CONSEGNA - Inserisci ogni riga dei dati qui sotto in un elenco JSON di stringhe, una stringa per riga, tralasciando le righe vuote e le immagini.

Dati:

>>>>

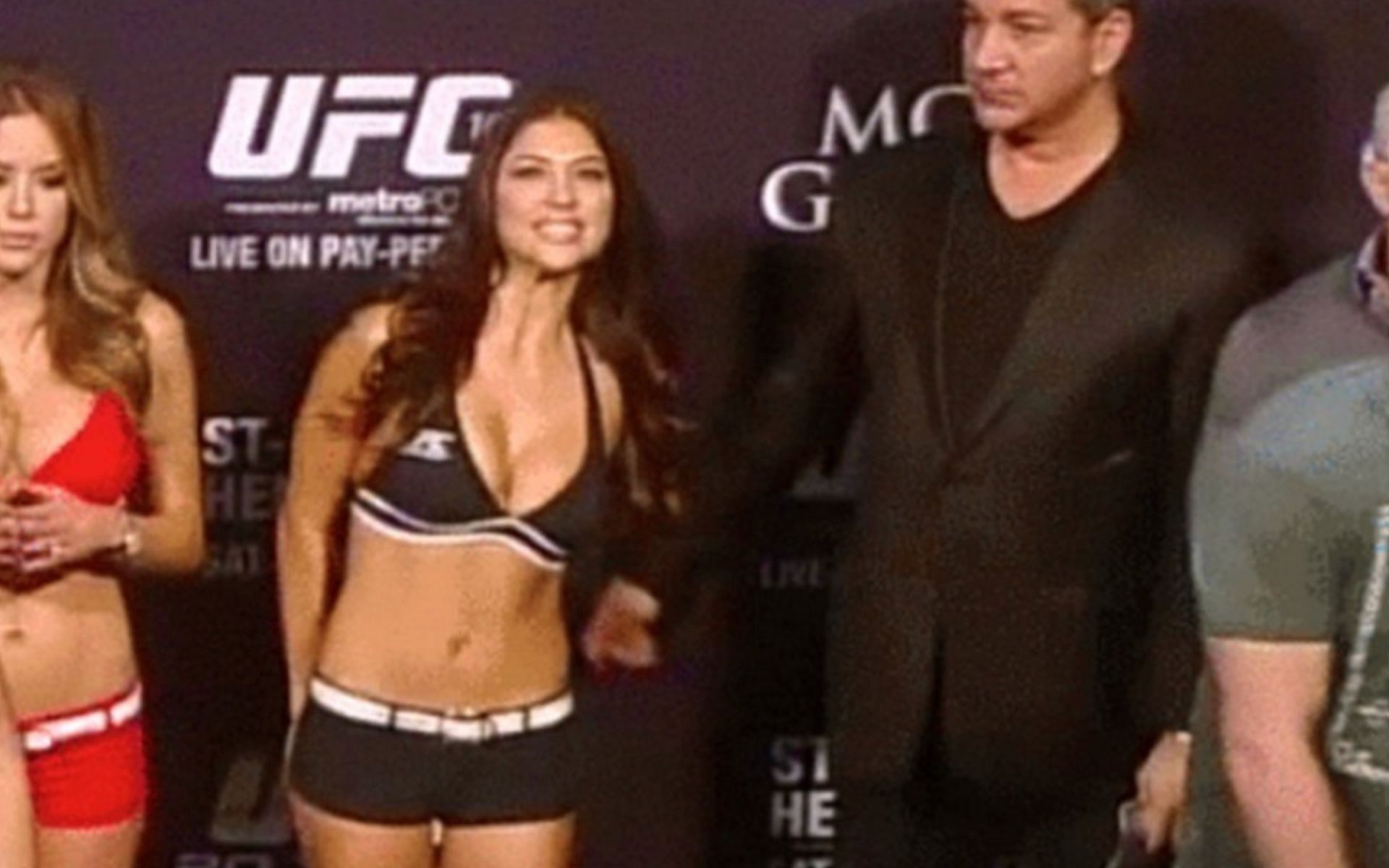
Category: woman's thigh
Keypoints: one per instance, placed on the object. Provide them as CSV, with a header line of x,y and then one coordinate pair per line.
x,y
335,842
546,843
104,848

<<<<

RISULTATO -
[
  "Category: woman's thigh",
  "Keypoints: one per instance, placed on the object. Provide them as CSV, with a header line of x,y and then one coordinate pair per line.",
  "x,y",
  "335,842",
  "546,843",
  "104,848"
]